• [Tugas Latihan]:
#1 Terjemahkan ke dalam bahasa Inggris kalimat "Ia berasal dari Desa Kauman, tapi karena perkawinan, ia pindah ke Desa Purbosuman sampai sekarang." dari artikel tentang Mbah Misdi.
#2 Tuliskan kembali dengan persis bagian artikel tentang Mbah Misdi dari "Mbah Misdi di" sampai "mbarong pada umumnya.".
#3 Tuliskan bagian berikutnya dari artikel tentang Mbah Misdi dan reog Ponorogo, dimulai tepat setelah bagian terakhir yang ditampilkan.

• [Cuplikan Halaman]:
----

Langsung ke konten utama

Mbah Misdi dari Mbarong ke Pengrajin Reog Ponorogo

Pernah menjalani ritual “magis”
 Membuat reog di AS
Reognya “diboikot” di AS

Oleh Adji Subela

Mbah Misdi di depan barongan
            Nama Mbah Misdi (85 th) nampaknya tak asing bagi masyarakat penggemar atau pemerhati Reog di Ponorogo, Jatim, terutama para siswa/siswi SMU atau SLTP. Pria yang lugu, ramah, tapi kukuh dalam berpendirian ini sering menjadi narasumber mereka mengenai sejarah maupun lika-liku pereogan di Ponorogo.
            Ia berasal dari Desa Kauman, tapi karena perkawinan, ia pindah ke Desa Purbosuman sampai sekarang.
            Mengamati Mbah Misdi, maka kita akan dapat melihat model orang Ponorogo pada umumnya. Rendah hati, ramah, kukuh dalam pendirian, tapi tidak mau diganggu apalagi difitnah. Umumnya difitnah merupakan pantangan besar bagi rata-rata orang Ponorogo asli.
            Sosok tubuhnya menurut istilah Jawa sedepah, tidak terlalu tinggi tapi kekar, kukuh. Lehernya nampak besar dan kuat, sebagai salah satu ciri tukang mbarong pada umumnya.

  • Mereog sejak awal kemerdekaan
            Di masa remajanya, di awal kemerdekaan, Mbah Misdi sudah terlibat kegiatan reog karena tertarik dengan kesenian asli Ponorogo tersebut. Dari tari jathilan, bujang ganong, tukang kendang, tukang slompret dan lain-lainnya ia coba semua.
Puncak dari semuanya itu adalah menjadi penari barongannya. Ini sangat berat, karena memerlukan fisik yang kuat dan mental baja pula. Bayangkan, seorang pembarong harus siap menggigit dan membawa barongan kepala macan dan dadak merak yang beratnya mencapai 60 kg lebih itu di kepalanya. Belum lagi kalau barongan itu mengangkut seorang pria di atasnya.
            Dia harus mampu menahan terpaan angin dan mengibas dadak merak itu sesuai gerak tarinya. Salah satukehebatan pembarong adalah sejauh mana ia mampu menggerakkan barongan itu dengan variatif dan dengan tingkat kesulitan tinggi.

  • Pernah melakoni ritual “ghaib”

----

• [Cuplikan Data]:
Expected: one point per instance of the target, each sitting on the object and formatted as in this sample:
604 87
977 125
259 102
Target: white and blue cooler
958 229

----

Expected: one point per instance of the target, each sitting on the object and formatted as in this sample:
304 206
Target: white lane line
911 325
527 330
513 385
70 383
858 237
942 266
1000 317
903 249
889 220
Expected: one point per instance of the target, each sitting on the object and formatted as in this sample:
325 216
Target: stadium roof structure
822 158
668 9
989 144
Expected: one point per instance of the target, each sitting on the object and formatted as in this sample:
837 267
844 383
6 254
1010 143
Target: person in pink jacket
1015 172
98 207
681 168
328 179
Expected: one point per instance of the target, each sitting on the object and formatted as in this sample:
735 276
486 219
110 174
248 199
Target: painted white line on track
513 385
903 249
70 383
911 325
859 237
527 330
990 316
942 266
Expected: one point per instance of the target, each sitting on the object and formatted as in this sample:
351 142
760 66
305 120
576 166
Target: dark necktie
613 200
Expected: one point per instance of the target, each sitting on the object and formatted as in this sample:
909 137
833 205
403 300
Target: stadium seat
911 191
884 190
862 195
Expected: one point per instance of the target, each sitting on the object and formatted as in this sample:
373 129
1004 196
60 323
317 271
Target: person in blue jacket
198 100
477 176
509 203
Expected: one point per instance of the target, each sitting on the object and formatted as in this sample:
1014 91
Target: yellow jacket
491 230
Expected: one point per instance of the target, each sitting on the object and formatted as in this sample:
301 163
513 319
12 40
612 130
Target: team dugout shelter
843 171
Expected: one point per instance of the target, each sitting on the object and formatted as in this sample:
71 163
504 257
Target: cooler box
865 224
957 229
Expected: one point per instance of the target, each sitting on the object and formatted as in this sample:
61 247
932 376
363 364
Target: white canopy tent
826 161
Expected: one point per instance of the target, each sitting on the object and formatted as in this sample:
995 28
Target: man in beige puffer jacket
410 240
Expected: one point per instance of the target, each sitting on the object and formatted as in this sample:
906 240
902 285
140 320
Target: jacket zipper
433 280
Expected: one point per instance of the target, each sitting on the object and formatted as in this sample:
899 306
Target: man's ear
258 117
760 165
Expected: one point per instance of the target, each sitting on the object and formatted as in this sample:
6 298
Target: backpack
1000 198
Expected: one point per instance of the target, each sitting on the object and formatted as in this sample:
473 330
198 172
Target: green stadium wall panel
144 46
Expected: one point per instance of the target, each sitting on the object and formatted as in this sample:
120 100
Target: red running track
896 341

----

• [Jawaban Tertulis]:
#1 He comes from Kauman Village, but because of his marriage he moved to Purbosuman Village, where he has lived ever since.

#2
Mbah Misdi di depan barongan
            Nama Mbah Misdi (85 th) nampaknya tak asing bagi masyarakat penggemar atau pemerhati Reog di Ponorogo, Jatim, terutama para siswa/siswi SMU atau SLTP. Pria yang lugu, ramah, tapi kukuh dalam berpendirian ini sering menjadi narasumber mereka mengenai sejarah maupun lika-liku pereogan di Ponorogo.
            Ia berasal dari Desa Kauman, tapi karena perkawinan, ia pindah ke Desa Purbosuman sampai sekarang.
            Mengamati Mbah Misdi, maka kita akan dapat melihat model orang Ponorogo pada umumnya. Rendah hati, ramah, kukuh dalam pendirian, tapi tidak mau diganggu apalagi difitnah. Umumnya difitnah merupakan pantangan besar bagi rata-rata orang Ponorogo asli.
            Sosok tubuhnya menurut istilah Jawa sedepah, tidak terlalu tinggi tapi kekar, kukuh. Lehernya nampak besar dan kuat, sebagai salah satu ciri tukang mbarong pada umumnya.

#3
            Di masa mudanya, Mbah Misdi merasakan tingkat seperti itu. Iamengakui, pada masa mudanya ia pernah tergoda untuk menjadi pembarong “asli” yang umumnya melakoni beberapa ritual. Selain menjalani latihan fisik Mbah Misdi mengakui ia pernah bertapa di tigatempat wingit (angker) yang umumnya dipakai para pembarong untuk mendapatkan kekuatan lebih serta pengukuhan sebagai tukang mbarong asli di masa itu.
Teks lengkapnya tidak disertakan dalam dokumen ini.